*WORK TO BE COMPLETED*
Below is some material; transcribe all of it exactly.

*AVAILABLE RECORDS*

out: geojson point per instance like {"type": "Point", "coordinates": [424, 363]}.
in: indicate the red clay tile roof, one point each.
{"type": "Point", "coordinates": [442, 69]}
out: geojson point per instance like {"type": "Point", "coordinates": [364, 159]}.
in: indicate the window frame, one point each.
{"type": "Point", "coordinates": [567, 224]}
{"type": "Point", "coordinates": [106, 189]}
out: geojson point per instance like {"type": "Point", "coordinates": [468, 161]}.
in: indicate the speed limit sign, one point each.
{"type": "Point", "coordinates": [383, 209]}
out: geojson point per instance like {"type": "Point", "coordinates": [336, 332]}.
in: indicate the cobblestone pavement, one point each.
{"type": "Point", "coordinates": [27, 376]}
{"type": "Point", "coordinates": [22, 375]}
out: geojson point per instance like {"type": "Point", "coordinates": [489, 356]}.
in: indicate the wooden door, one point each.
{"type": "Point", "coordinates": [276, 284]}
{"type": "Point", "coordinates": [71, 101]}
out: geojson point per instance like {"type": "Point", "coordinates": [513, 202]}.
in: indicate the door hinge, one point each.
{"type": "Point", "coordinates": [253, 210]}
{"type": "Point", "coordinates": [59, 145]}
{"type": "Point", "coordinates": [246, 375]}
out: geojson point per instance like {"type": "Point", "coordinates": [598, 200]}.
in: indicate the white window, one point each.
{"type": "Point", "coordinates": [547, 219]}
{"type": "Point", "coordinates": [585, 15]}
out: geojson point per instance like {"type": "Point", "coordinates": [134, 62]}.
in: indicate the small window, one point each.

*ANSWER FOR THE TASK*
out: geojson point per instance like {"type": "Point", "coordinates": [424, 363]}.
in: indicate the red clay tile roof, one point each.
{"type": "Point", "coordinates": [442, 69]}
out: geojson point per instance like {"type": "Point", "coordinates": [364, 159]}.
in: indicate the window frame, one point each.
{"type": "Point", "coordinates": [567, 224]}
{"type": "Point", "coordinates": [106, 189]}
out: geojson point per instance like {"type": "Point", "coordinates": [468, 161]}.
in: indicate the speed limit sign, one point each.
{"type": "Point", "coordinates": [383, 209]}
out: geojson point per instance like {"type": "Point", "coordinates": [336, 332]}.
in: indicate the cobblestone pavement, one point each.
{"type": "Point", "coordinates": [27, 376]}
{"type": "Point", "coordinates": [22, 375]}
out: geojson point per instance like {"type": "Point", "coordinates": [489, 356]}.
in: indicate the wooden door, one point each.
{"type": "Point", "coordinates": [276, 284]}
{"type": "Point", "coordinates": [71, 101]}
out: geojson point per instance like {"type": "Point", "coordinates": [513, 202]}.
in: indicate the door hinge, one point each.
{"type": "Point", "coordinates": [253, 210]}
{"type": "Point", "coordinates": [59, 145]}
{"type": "Point", "coordinates": [246, 375]}
out: geojson point per instance like {"type": "Point", "coordinates": [598, 200]}.
in: indicate the white window, one point each.
{"type": "Point", "coordinates": [547, 219]}
{"type": "Point", "coordinates": [585, 15]}
out: geojson point per instance like {"type": "Point", "coordinates": [134, 62]}.
in: indicate the small window, one point each.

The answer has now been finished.